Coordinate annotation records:
----
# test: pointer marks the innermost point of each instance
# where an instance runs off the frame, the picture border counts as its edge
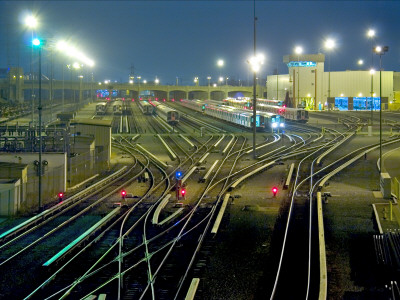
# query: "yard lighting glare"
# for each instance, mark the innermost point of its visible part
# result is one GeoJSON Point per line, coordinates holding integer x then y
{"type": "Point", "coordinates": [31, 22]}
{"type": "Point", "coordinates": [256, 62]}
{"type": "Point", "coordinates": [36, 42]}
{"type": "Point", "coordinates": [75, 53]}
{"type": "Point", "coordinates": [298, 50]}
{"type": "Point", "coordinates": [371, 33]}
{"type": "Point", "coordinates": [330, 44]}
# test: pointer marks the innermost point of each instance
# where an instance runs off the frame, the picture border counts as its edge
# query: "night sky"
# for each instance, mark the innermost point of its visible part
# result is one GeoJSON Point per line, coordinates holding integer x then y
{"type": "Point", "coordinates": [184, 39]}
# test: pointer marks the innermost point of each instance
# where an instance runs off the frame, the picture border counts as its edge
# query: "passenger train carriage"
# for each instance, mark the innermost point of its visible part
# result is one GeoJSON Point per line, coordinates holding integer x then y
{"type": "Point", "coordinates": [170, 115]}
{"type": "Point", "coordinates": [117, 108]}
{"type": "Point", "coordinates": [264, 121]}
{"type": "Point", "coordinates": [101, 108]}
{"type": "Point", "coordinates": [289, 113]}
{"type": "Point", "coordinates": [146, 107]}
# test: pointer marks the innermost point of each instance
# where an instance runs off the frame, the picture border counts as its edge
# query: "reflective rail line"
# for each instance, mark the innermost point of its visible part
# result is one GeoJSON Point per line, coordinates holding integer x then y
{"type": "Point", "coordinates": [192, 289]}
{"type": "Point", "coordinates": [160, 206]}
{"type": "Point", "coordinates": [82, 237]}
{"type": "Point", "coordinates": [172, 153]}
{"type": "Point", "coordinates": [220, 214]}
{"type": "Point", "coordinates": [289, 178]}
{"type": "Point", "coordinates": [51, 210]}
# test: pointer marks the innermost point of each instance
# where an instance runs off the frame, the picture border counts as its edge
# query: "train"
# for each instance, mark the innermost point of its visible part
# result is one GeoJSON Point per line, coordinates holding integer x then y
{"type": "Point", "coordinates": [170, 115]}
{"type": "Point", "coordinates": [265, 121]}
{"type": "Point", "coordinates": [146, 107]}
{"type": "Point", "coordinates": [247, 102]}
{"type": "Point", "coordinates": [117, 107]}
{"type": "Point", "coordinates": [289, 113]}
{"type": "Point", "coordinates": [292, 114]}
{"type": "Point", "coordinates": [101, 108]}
----
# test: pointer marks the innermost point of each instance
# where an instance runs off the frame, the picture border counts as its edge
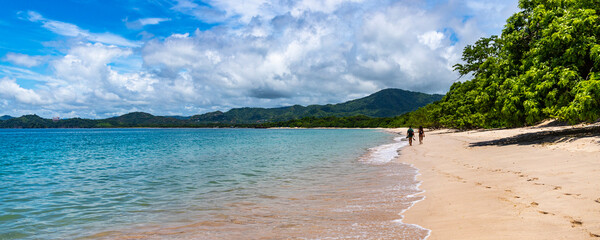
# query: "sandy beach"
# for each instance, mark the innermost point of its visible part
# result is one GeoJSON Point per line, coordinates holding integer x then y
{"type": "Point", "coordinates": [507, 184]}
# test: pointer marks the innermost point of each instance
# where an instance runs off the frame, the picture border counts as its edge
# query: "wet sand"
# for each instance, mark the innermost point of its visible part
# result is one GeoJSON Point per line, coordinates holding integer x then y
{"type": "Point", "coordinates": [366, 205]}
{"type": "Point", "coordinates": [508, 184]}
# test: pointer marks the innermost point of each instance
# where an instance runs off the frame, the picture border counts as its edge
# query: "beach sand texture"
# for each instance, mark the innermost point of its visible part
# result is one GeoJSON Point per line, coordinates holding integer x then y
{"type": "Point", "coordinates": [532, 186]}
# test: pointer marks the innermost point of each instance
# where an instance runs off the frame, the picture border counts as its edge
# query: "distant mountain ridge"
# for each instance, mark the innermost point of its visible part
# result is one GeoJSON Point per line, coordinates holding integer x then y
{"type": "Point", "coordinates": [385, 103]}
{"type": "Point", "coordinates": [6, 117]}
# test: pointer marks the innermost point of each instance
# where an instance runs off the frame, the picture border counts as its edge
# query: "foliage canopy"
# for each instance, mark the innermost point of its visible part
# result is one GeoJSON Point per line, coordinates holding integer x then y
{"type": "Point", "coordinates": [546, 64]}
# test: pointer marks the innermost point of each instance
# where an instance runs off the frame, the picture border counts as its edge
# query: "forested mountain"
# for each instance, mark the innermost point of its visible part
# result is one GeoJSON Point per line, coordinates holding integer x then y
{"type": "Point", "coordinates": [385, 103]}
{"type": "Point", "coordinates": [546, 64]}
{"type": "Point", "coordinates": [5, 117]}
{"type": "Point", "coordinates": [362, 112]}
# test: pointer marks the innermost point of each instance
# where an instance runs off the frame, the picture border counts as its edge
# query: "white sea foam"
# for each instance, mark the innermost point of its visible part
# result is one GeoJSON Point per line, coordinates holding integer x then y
----
*Written request*
Count the lines of the data above that contain the string "mountain". Give only the number.

*Complete response*
2